» **TASK DIRECTIONS**
Reproduce the records, starting with the line that contains "Could you kindly annotate the shrub" and continuing through the end of the records, with the requests included. Multiply every coordinate in the answers by 0.9 and round each result to a whole number, rounding halves up.

>> BEGIN THE RECORDS

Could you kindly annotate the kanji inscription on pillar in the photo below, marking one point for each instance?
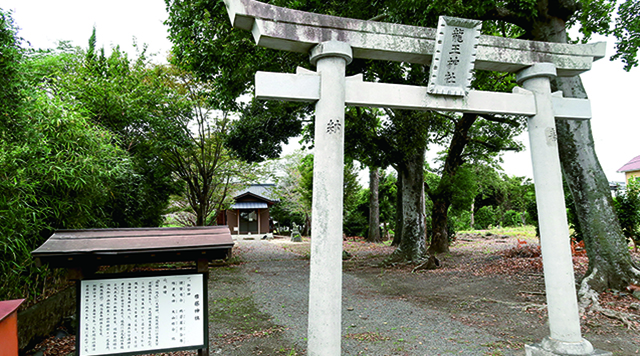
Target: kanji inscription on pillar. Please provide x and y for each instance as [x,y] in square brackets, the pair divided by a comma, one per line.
[454,56]
[129,315]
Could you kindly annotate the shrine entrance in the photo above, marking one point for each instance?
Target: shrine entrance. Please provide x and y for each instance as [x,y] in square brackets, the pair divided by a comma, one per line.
[453,51]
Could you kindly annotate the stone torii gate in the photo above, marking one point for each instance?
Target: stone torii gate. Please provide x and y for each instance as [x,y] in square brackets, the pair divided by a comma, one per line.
[453,50]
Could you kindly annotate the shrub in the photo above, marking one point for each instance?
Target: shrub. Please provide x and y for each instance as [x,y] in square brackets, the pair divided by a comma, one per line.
[484,217]
[511,218]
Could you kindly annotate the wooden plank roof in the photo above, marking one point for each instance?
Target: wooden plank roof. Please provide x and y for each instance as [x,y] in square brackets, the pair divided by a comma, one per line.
[72,248]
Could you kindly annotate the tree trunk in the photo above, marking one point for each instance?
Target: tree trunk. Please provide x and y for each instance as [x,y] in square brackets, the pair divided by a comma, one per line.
[412,246]
[439,225]
[473,216]
[374,205]
[610,263]
[441,195]
[397,236]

>> END THE RECORDS

» **PROBLEM SOLUTION**
Could you kindly annotate the shrub in the photo above, marking one point for each instance?
Target: shrub. Please provide x and y for each instance as [x,y] in square brackets, the pair divided by a comma, one per line.
[436,195]
[460,196]
Could you kindly annotate the wooden plank roof in the photo above, marking one point for each instance?
Target: wooden plank roof. Please provide x and y for each instance as [x,y] in square brackets, the pair divided by a comma, one per line.
[65,223]
Could you kindly annotate the tree trunk in the photo above, marking one point for each instance?
Target: tree trunk. Please provide x and y for each instance as [x,y] in square brackets, the pair divided by a comma, one per line.
[371,221]
[395,203]
[426,194]
[337,185]
[549,237]
[397,176]
[357,212]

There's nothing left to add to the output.